> _SOURCE PASSAGE_
Thursday, 23 January 2014

POLITICAL MAYHEM

Here we are again. Our politics is locked in a repeat performance with repercussions mounting. Each time, the awful implications of our leaders’ indiscretions and foul play run us further down the slippery slope to perdition and allow for more and more of us to run the risk of being labeled incendiaries. But as an African proverb puts it, as long as one’s hair is still infested with lice, one’s fingers cannot be rid of bloodstains.

The Economic and Financial Crimes Commission chairman, Ibrahim Lamorde, stated last year that forthright citizens are not in short supply in our country. The problem is that our system is designed to shut them out of the scheme of things. He lamented that those who had stolen from our treasury were “too powerful and too connected” to be brought to book.  Corruption has been formally adopted as a national way of life.  Our national “body language” has endorsed graft, and there isn’t a place where this is more embodied than the fold of the ruling Peoples Democratic Party.

What started with the curious Presidential Pardon granted an ex-governor Diepreye Alamieyesiegha, who was convicted for corruption and wanted elsewhere, has developed into a full-blown moral crisis fuelled by the desperation of 2015. Last December, the Supreme Court reversed the conviction of Bode George (a PDP heavyweight) and four others who had served jail terms for fraud. The man already has a national merit award, and now cannot be called an ex-convict, thereby allowing him to run again for political office! Another individual wanted over drug-related charges was imposed on the South-West PDP as their leader.  And now, as yet another sign of our “consensus” way of doing things, it has become clear that though we supposedly run a democratic system of government our leaders find “contest” odious, a factor that is breaking up the party as party members feel disenfranchised. This notwithstanding, the leadership have again gone ahead to appoint their “anointed” party chairman.

> _THE DATA_
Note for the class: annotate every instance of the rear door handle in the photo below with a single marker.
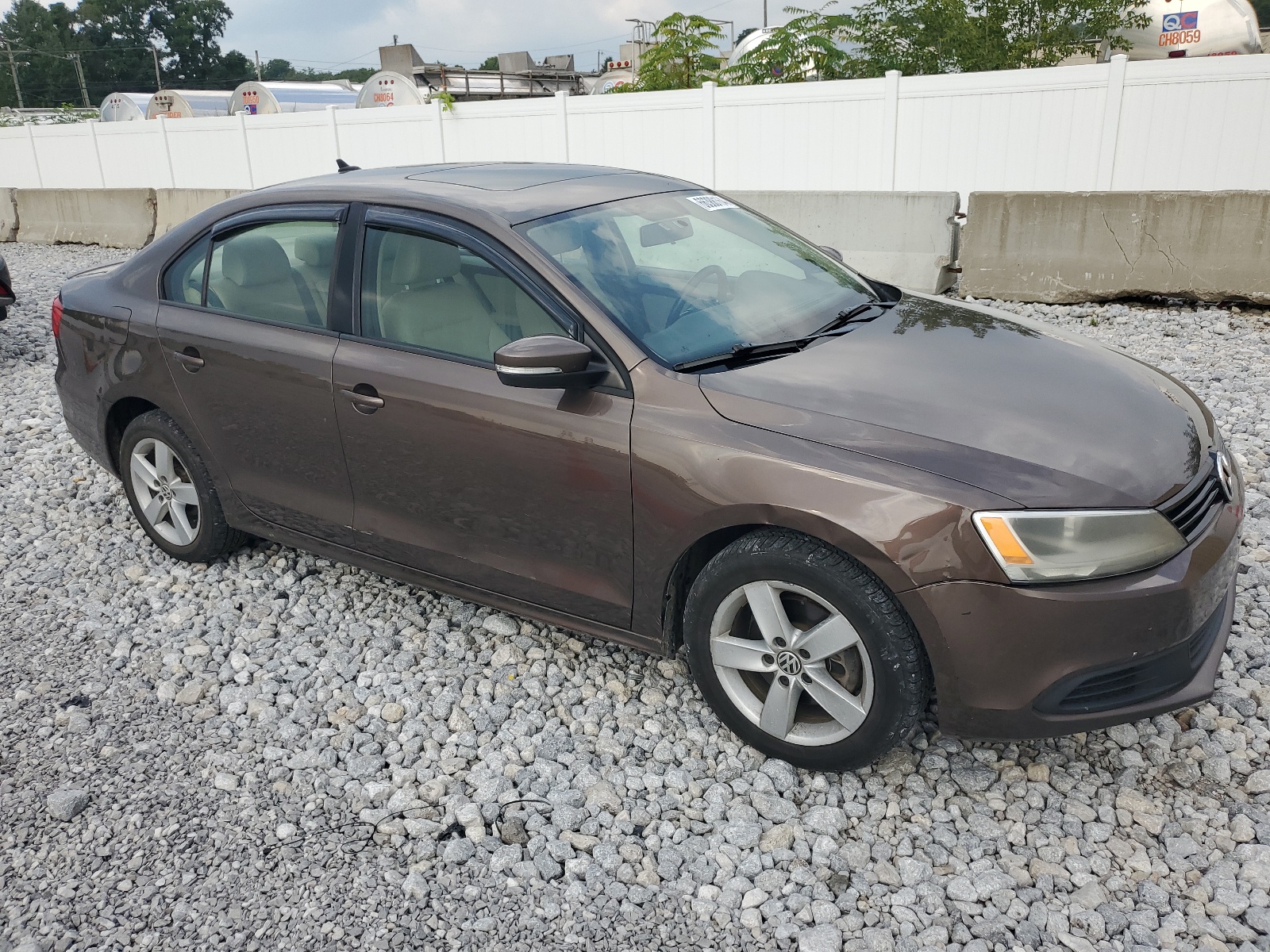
(190, 359)
(366, 403)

> _WHAT YOU WILL DO_
Continue the opinion column titled "Political Mayhem" after its last sentence, about the leadership appointing their "anointed" party chairman.

> _WRITTEN RESPONSE_
In May 2013, I wrote in Consensus Candidate “…where a small group behind closed doors can decide what is best for us without listening and hearing the cries and groans of the people.” I warned that we “should not lose track of the bigger picture, which is democracy, service to the people for the people by the people. The executive of the PDP will do well to remember that they are only executives by virtue of the fact that there is a PDP. They should not take out the “people” in the Peoples Democratic Party.” Evidently, these principles are lost to our leadership.

Adamu Mu’azu’s emergence as the new unelected PDP chairman is further evidence of this, apart from the fact that there is no confirmation yet that the EFCC, who is out of funds to do its job properly, has dropped its N19.8billion investigation of the new PDP chairman, which had him on the run for several years.  Their message is very clear as in November last year, he was appointed the Chairman of PENCOM before now being elevated to this new position.
 We have a state of emergency in Borno and Yobe. We need to look at the causes of this insurgency before we can adequately deal with it. What are we doing wrong that is causing fellow citizens to take up arms?

We watch in horror as we see what allegedly played out in Borno to bring about Boko Haram, beginning to be played out in Rivers State. The police in Rivers are allowing for acts of terror against the state and its indigenes -- people they have sworn to protect. Does this begin to explain why Boko Haram focused its attack on the police, stating that the police was an enemy of the state and those affiliated with the police were therefore their enemy?

There is a huge responsibility that a state has to carry, otherwise hoodlums will emulate the state and that can only result in anarchy, chaos and terrorism. We should be mindful that if we find ourselves in such a state, then it is all our doing. We need to stop wasting precious energy in endless litigations, cross carpeting and selective judgments and start looking to strengthen our weak institutions.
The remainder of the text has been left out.